## REQUIREMENTS
Retype every one of the records below line for line, changing nothing.

## STORED RECORDS

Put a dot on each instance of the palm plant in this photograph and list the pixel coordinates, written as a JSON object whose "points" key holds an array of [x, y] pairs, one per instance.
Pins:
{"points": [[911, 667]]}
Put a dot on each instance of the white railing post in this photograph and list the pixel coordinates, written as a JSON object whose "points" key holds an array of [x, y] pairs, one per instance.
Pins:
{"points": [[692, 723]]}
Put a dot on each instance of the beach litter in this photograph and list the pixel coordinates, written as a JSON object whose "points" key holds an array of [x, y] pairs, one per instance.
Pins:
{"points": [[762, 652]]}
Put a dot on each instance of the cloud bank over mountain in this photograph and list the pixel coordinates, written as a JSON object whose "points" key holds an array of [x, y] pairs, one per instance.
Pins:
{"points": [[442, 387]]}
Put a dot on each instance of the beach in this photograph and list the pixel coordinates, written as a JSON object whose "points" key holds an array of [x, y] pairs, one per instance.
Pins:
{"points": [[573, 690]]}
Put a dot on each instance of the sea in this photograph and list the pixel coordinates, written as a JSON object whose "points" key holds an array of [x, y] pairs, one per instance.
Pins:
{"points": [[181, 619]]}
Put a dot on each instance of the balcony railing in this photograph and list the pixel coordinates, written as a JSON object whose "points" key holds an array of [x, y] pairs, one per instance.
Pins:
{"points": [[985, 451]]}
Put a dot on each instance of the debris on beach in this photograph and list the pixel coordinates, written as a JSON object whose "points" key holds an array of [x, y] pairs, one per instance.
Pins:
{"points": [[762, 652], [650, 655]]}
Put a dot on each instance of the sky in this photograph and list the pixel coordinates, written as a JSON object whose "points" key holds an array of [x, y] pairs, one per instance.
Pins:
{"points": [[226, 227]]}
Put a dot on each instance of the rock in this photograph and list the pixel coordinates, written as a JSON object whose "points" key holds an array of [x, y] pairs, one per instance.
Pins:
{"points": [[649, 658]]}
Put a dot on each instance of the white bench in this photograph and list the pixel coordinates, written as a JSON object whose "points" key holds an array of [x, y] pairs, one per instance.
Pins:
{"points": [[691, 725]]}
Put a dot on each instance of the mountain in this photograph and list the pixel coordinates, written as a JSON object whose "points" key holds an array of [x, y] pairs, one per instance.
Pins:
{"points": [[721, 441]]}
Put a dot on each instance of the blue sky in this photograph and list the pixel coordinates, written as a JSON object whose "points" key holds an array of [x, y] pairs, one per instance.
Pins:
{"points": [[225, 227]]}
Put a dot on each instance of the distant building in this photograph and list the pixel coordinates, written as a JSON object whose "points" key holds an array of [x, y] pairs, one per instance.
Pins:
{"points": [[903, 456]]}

## ANSWER TO THIS TASK
Put a dot on each instance of the palm plant in this photograph and list the pixel coordinates, written as a JSON object whose "points" key holds an array of [x, y] pairs, one per instance.
Pins:
{"points": [[911, 667]]}
Put a dot on each instance of the white railing post in this photograph and list the pixel coordinates, written as a JSON object whose "points" key holds an array of [x, y] pairs, one per instance.
Pins:
{"points": [[692, 723]]}
Put a dot on each instance of the beach litter in this photograph and list the pixel coordinates, written as a JSON object whose "points" key holds an array of [x, y] pairs, one per instance.
Pins:
{"points": [[762, 652]]}
Put a dot on each instance of the cloud bank over mountain in this photograph and list the pixel coordinates, written as a JSON object whose "points" key holds an array of [x, y] pairs, one per instance.
Pins:
{"points": [[442, 387]]}
Put a dot on each instance of the beach in this photograph and list the pixel coordinates, written as a JSON object whose "points" key holds an array of [x, y] pairs, one per instance.
Pins:
{"points": [[573, 690]]}
Put a dot on each instance of the sea in this photograph and list the pixel coordinates, written as a JSON object whose "points" key holds an array of [x, y] pairs, one per instance.
Pins:
{"points": [[181, 619]]}
Put a dot on each instance of the balcony railing in this photograph and list the pixel coordinates, written as a JSON object whose "points" key holds an array of [x, y] pairs, one per instance.
Pins:
{"points": [[985, 451]]}
Put a dot on each instance of the debris on beach in this photograph and list the pixel coordinates, written as a JSON object whose "points" key holds an array of [x, y] pairs, one per instance.
Pins:
{"points": [[762, 652], [650, 655]]}
Put a dot on each instance of the sky in this photograph and list the pixel coordinates, written as a JSON object whose "points" key holds an array of [x, y] pairs, one per instance.
Pins:
{"points": [[226, 227]]}
Put a dot on each instance of the rock in this photograph and list the pixel coordinates, written as a JSON object whose "points" key holds an array of [x, y] pairs, one per instance.
Pins:
{"points": [[649, 658]]}
Put a dot on each instance of the white bench in this photograph and list the pixel coordinates, written as a JSON object whose "points" key holds an array of [x, y] pairs, one per instance.
Pins:
{"points": [[691, 725]]}
Put a dot on each instance of the mountain in this photograph and list the pixel coordinates, written as a JSON object whose "points" key holds an array of [x, y] pairs, one per instance.
Pins:
{"points": [[721, 441]]}
Put a dot on each instance of the blue sky in this photograph and list the pixel coordinates, written as a JSON object whose "points" key holds an array of [x, y] pairs, one per instance.
Pins:
{"points": [[225, 227]]}
Put a dot on each instance of the distant building in this photograph and list the pixel coordinates, written as a JSON object whose "points" key holds an array of [x, y] pairs, one per instance.
Pins:
{"points": [[903, 456]]}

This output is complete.